Select each line of the listing below that contains the string "container", treating uppercase and lowercase letters as distinct.

Start

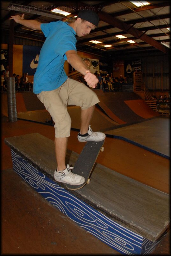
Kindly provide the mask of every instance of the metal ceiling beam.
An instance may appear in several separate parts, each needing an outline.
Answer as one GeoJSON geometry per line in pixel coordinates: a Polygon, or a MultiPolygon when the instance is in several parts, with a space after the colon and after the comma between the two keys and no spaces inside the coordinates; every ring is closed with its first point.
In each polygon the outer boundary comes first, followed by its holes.
{"type": "Polygon", "coordinates": [[[100,20],[103,21],[129,33],[137,38],[140,38],[142,41],[144,41],[164,53],[166,53],[167,52],[166,47],[164,45],[158,43],[154,39],[150,38],[145,34],[143,35],[142,32],[139,31],[136,28],[132,27],[131,28],[130,26],[103,12],[100,11],[98,14],[100,20]]]}

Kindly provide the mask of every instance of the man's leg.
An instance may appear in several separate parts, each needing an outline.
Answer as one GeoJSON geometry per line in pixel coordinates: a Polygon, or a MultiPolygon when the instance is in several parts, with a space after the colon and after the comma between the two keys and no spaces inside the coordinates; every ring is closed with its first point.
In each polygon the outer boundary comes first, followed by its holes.
{"type": "Polygon", "coordinates": [[[68,141],[68,137],[55,138],[55,152],[58,171],[62,171],[66,168],[65,158],[68,141]]]}
{"type": "Polygon", "coordinates": [[[95,105],[87,109],[82,109],[81,112],[81,127],[80,133],[84,134],[87,132],[89,126],[94,110],[95,105]]]}

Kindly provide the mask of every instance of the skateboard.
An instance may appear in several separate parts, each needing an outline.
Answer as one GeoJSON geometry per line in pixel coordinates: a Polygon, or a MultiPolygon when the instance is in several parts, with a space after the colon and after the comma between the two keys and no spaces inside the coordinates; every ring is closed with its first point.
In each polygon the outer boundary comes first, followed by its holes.
{"type": "Polygon", "coordinates": [[[81,188],[90,182],[89,177],[96,159],[101,151],[104,150],[103,147],[104,140],[101,141],[88,141],[84,147],[74,165],[72,172],[83,176],[85,179],[84,183],[81,185],[66,184],[69,189],[76,190],[81,188]]]}

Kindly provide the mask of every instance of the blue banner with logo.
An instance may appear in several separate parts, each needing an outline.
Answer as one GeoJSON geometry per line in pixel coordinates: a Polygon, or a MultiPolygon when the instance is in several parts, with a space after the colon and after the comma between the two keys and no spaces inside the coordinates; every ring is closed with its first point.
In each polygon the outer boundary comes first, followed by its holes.
{"type": "Polygon", "coordinates": [[[23,73],[34,75],[39,63],[41,47],[23,45],[23,73]]]}

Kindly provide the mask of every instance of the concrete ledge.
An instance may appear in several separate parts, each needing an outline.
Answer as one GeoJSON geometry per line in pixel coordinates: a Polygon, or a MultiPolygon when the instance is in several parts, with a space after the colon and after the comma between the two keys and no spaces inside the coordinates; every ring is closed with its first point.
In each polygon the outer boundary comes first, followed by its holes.
{"type": "MultiPolygon", "coordinates": [[[[68,190],[54,180],[54,142],[39,133],[8,138],[14,170],[49,202],[115,250],[151,252],[169,224],[168,195],[96,164],[91,182],[68,190]]],[[[74,165],[79,156],[68,150],[74,165]]]]}

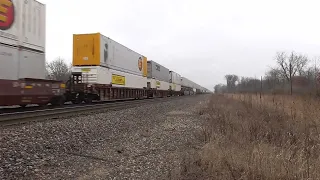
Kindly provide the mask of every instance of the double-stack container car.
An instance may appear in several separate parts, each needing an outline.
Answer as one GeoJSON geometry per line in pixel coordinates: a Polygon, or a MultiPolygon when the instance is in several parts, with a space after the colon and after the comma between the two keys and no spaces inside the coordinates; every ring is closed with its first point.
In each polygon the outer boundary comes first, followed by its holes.
{"type": "Polygon", "coordinates": [[[0,79],[45,79],[45,5],[3,0],[0,6],[0,79]]]}
{"type": "Polygon", "coordinates": [[[170,90],[174,92],[180,92],[181,91],[181,75],[174,71],[170,71],[169,76],[170,76],[170,80],[169,80],[170,90]]]}
{"type": "Polygon", "coordinates": [[[0,106],[183,95],[192,81],[100,33],[73,35],[69,81],[46,80],[46,6],[0,3],[0,106]]]}
{"type": "Polygon", "coordinates": [[[72,96],[89,102],[147,96],[147,57],[100,33],[73,35],[72,72],[84,85],[72,96]]]}
{"type": "MultiPolygon", "coordinates": [[[[148,61],[148,89],[157,90],[158,95],[168,96],[170,89],[170,71],[155,61],[148,61]]],[[[153,94],[155,91],[153,91],[153,94]]]]}
{"type": "Polygon", "coordinates": [[[45,80],[45,5],[3,0],[0,14],[0,106],[62,103],[65,84],[45,80]]]}

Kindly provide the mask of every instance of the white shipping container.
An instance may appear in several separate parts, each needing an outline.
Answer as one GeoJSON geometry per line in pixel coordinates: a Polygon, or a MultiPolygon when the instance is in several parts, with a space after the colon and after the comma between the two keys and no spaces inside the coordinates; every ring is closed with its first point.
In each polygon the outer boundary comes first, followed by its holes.
{"type": "Polygon", "coordinates": [[[179,84],[181,85],[181,75],[174,72],[174,71],[170,71],[170,82],[171,83],[175,83],[175,84],[179,84]]]}
{"type": "Polygon", "coordinates": [[[142,64],[139,67],[139,61],[142,63],[143,55],[103,35],[101,35],[100,46],[102,66],[139,76],[143,75],[142,64]]]}
{"type": "Polygon", "coordinates": [[[0,79],[45,79],[45,54],[0,45],[0,79]]]}
{"type": "Polygon", "coordinates": [[[4,0],[0,43],[45,52],[46,6],[36,0],[4,0]]]}
{"type": "Polygon", "coordinates": [[[181,85],[184,87],[194,88],[194,83],[185,77],[181,78],[181,85]]]}
{"type": "Polygon", "coordinates": [[[170,86],[171,86],[171,90],[173,90],[173,91],[181,91],[181,85],[180,84],[170,83],[170,86]]]}
{"type": "Polygon", "coordinates": [[[147,80],[148,88],[152,88],[152,89],[158,89],[158,90],[169,90],[170,88],[170,83],[165,82],[165,81],[159,81],[155,78],[148,78],[147,80]]]}
{"type": "Polygon", "coordinates": [[[101,67],[101,66],[81,66],[72,67],[72,72],[82,72],[82,82],[89,84],[112,84],[115,87],[127,87],[127,88],[144,88],[147,86],[147,77],[142,77],[138,75],[133,75],[130,73],[125,73],[117,71],[114,69],[101,67]],[[124,80],[118,80],[118,84],[113,82],[114,77],[121,77],[124,80]]]}

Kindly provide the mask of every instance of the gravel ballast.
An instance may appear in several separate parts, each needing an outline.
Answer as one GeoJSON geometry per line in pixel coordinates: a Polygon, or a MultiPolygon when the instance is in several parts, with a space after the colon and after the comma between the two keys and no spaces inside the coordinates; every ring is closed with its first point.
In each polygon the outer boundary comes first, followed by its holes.
{"type": "Polygon", "coordinates": [[[0,127],[0,179],[174,179],[209,97],[0,127]]]}

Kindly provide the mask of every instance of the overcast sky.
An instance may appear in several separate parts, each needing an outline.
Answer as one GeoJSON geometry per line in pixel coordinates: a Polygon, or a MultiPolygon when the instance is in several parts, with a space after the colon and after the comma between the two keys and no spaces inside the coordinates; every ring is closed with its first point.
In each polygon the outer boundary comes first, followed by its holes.
{"type": "Polygon", "coordinates": [[[264,75],[277,51],[320,55],[320,2],[39,0],[47,59],[72,61],[72,34],[102,34],[209,88],[227,73],[264,75]]]}

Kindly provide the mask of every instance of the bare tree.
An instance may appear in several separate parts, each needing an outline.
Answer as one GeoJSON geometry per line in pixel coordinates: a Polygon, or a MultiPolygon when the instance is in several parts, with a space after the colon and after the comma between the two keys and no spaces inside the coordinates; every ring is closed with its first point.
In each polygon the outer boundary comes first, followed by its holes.
{"type": "Polygon", "coordinates": [[[235,91],[236,90],[236,82],[239,81],[239,77],[237,75],[234,74],[228,74],[225,76],[226,80],[227,80],[227,88],[228,91],[235,91]]]}
{"type": "Polygon", "coordinates": [[[67,81],[71,75],[71,66],[60,57],[47,63],[46,66],[48,79],[67,81]]]}
{"type": "Polygon", "coordinates": [[[291,52],[289,56],[285,52],[278,52],[276,60],[281,69],[281,75],[290,82],[290,94],[292,94],[292,77],[303,74],[308,58],[295,52],[291,52]]]}
{"type": "Polygon", "coordinates": [[[290,81],[292,76],[297,74],[302,75],[308,64],[308,58],[306,56],[298,55],[295,52],[291,52],[289,56],[285,52],[278,52],[276,60],[280,67],[281,75],[286,78],[287,81],[290,81]]]}

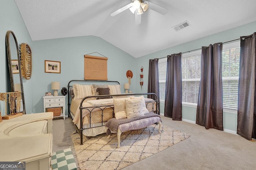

End

#### Solved problem
Kindly provide the mask of every instance of the double-stack container car.
Kindly provide the mask of every instance of the white shipping container.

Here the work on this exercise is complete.